┏━━

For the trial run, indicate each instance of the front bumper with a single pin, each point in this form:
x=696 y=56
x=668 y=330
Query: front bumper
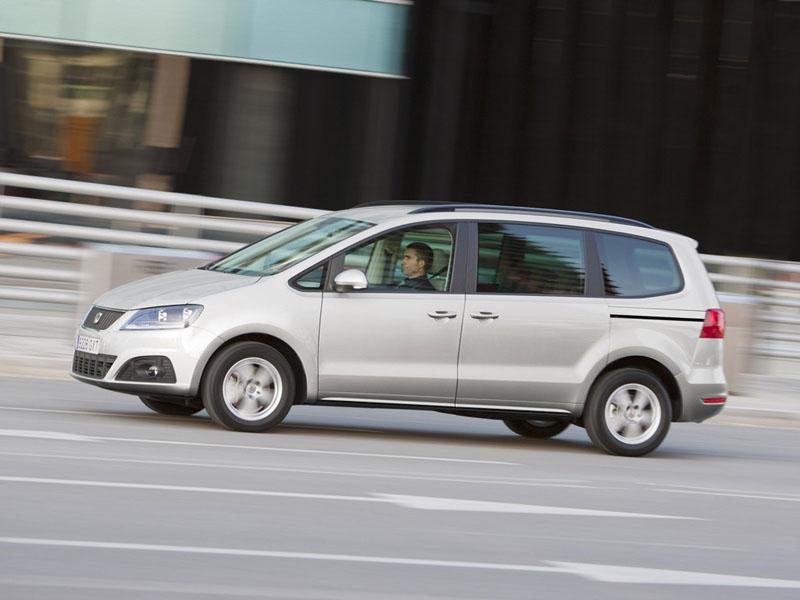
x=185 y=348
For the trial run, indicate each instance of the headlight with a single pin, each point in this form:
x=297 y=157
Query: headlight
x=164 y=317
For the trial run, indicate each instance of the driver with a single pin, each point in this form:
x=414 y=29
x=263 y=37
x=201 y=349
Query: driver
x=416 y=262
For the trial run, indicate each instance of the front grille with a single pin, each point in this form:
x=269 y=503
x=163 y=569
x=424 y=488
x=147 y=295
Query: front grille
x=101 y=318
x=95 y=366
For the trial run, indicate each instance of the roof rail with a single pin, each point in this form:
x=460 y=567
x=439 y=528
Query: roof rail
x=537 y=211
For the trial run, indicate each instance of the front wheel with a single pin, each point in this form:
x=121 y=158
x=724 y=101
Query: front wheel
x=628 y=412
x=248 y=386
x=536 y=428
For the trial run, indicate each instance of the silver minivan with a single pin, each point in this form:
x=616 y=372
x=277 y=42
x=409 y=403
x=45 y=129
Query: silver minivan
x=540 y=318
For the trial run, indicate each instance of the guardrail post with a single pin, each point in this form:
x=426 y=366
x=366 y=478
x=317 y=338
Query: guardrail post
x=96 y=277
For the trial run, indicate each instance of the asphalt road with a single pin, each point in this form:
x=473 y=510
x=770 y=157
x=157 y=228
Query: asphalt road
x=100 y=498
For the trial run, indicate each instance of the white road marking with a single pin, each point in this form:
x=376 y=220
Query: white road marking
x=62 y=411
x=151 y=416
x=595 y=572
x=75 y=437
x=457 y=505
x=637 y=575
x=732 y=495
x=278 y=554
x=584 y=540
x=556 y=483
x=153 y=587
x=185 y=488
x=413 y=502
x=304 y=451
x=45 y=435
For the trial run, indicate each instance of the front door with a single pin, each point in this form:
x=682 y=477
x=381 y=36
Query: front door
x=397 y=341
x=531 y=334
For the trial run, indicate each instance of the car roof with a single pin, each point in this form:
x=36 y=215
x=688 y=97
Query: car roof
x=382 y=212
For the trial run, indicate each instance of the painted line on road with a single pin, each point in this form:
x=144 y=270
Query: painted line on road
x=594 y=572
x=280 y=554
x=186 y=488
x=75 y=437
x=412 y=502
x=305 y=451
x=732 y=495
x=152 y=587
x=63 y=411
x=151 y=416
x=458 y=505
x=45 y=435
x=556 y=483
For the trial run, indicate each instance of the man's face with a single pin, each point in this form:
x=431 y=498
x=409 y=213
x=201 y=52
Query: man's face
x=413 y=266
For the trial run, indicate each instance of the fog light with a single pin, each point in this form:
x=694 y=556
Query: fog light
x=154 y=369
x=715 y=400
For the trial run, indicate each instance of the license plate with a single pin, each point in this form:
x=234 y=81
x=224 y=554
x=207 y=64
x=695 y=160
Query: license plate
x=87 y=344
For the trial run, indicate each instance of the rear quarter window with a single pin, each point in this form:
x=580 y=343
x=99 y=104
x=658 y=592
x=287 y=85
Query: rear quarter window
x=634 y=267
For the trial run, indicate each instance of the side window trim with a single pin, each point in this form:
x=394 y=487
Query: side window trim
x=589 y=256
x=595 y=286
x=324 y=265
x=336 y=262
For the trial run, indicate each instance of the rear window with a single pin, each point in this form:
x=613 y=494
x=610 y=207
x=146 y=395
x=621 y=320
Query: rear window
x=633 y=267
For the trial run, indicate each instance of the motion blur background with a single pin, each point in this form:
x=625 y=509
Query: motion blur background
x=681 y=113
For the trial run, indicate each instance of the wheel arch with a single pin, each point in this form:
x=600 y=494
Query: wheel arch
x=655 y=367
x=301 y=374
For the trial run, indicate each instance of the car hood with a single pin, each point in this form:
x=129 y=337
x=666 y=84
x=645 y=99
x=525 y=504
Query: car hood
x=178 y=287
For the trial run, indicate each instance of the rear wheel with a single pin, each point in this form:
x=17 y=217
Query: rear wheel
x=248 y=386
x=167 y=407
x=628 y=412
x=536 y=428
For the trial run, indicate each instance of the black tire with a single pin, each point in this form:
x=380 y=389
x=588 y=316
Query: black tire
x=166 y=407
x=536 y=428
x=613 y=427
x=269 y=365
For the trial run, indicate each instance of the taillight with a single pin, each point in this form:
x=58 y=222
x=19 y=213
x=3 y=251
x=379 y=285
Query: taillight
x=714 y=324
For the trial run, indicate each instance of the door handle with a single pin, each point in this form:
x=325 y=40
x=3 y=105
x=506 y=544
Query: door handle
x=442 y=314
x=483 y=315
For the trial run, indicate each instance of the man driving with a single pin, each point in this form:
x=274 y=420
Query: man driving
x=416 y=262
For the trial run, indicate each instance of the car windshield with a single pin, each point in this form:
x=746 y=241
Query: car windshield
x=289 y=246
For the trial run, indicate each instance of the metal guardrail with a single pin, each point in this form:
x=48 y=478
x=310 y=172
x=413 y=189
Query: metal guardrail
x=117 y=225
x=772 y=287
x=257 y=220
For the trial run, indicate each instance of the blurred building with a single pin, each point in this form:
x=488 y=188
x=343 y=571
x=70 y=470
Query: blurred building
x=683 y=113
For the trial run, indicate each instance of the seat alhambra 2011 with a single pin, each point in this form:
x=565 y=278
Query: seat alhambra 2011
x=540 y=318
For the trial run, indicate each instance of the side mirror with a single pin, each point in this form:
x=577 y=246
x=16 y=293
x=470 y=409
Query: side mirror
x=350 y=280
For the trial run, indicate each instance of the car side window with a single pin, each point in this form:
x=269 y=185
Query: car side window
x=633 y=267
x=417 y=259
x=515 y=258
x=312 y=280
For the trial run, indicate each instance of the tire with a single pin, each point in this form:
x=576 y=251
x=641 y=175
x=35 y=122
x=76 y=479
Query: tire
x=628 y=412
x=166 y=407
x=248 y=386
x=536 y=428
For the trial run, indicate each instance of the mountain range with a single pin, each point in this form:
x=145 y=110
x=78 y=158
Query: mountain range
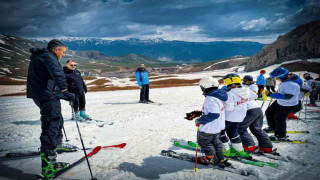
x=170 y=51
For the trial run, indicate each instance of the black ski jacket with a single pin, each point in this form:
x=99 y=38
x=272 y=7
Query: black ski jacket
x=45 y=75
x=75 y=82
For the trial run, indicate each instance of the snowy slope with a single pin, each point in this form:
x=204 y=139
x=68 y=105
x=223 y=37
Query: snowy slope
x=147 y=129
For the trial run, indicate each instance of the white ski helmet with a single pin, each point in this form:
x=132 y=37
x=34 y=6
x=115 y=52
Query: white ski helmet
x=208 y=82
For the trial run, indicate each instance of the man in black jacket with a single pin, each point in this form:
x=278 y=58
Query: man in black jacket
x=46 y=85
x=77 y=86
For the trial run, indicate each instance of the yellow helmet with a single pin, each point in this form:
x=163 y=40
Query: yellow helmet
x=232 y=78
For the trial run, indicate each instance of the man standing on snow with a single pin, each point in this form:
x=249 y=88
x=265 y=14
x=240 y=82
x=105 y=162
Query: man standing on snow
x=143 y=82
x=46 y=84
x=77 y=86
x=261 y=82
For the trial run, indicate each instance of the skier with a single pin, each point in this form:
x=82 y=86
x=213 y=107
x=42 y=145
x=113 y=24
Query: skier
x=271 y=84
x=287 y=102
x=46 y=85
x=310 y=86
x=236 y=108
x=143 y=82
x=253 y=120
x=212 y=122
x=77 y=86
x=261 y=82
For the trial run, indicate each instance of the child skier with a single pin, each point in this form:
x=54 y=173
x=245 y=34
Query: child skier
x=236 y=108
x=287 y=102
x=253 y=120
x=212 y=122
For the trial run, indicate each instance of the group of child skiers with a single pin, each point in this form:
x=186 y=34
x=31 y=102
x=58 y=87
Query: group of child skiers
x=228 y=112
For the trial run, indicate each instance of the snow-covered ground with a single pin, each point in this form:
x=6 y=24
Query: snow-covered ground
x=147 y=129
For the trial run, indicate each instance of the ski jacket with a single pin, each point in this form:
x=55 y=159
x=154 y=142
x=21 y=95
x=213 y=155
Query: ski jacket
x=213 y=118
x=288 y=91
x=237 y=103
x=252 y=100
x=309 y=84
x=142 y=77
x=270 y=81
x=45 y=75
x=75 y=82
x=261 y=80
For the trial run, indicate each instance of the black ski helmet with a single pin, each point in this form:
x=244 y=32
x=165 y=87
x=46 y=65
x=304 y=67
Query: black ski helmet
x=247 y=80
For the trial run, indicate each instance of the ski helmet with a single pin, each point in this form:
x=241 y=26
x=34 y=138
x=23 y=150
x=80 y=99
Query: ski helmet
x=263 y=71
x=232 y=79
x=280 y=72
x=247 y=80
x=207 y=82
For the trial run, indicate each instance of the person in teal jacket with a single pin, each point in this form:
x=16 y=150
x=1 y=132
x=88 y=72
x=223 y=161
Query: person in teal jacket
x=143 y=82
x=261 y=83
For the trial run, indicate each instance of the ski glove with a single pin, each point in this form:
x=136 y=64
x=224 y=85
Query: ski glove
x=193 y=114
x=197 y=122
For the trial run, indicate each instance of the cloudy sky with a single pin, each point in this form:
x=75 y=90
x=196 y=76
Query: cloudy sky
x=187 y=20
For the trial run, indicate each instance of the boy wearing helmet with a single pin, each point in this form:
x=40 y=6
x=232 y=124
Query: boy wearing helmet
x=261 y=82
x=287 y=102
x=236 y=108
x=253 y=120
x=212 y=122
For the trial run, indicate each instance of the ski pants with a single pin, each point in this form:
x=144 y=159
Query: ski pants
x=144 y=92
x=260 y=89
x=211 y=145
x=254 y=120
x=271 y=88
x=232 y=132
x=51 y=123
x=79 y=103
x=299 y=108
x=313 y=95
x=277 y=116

┗━━

**TASK BRIEF**
Turn the lines above, from the line with "For the trial run, indicate each instance of the white road" to the line with "x=531 y=334", into a numbered list, leaving out any blank lines.

**EXERCISE ANSWER**
1. For the trial run, indicate each instance of the white road marking with a single pin, each point in this form:
2. x=376 y=220
3. Query: white road marking
4. x=62 y=411
5. x=151 y=416
6. x=595 y=572
7. x=75 y=437
8. x=457 y=505
9. x=637 y=575
10. x=732 y=495
11. x=278 y=554
12. x=584 y=540
13. x=556 y=483
14. x=153 y=587
15. x=185 y=488
16. x=413 y=502
17. x=304 y=451
18. x=45 y=435
19. For the trial run, indicate each instance of the front door with a single pin, each point in this form:
20. x=682 y=477
21. x=381 y=36
22. Query: front door
23. x=397 y=341
24. x=531 y=334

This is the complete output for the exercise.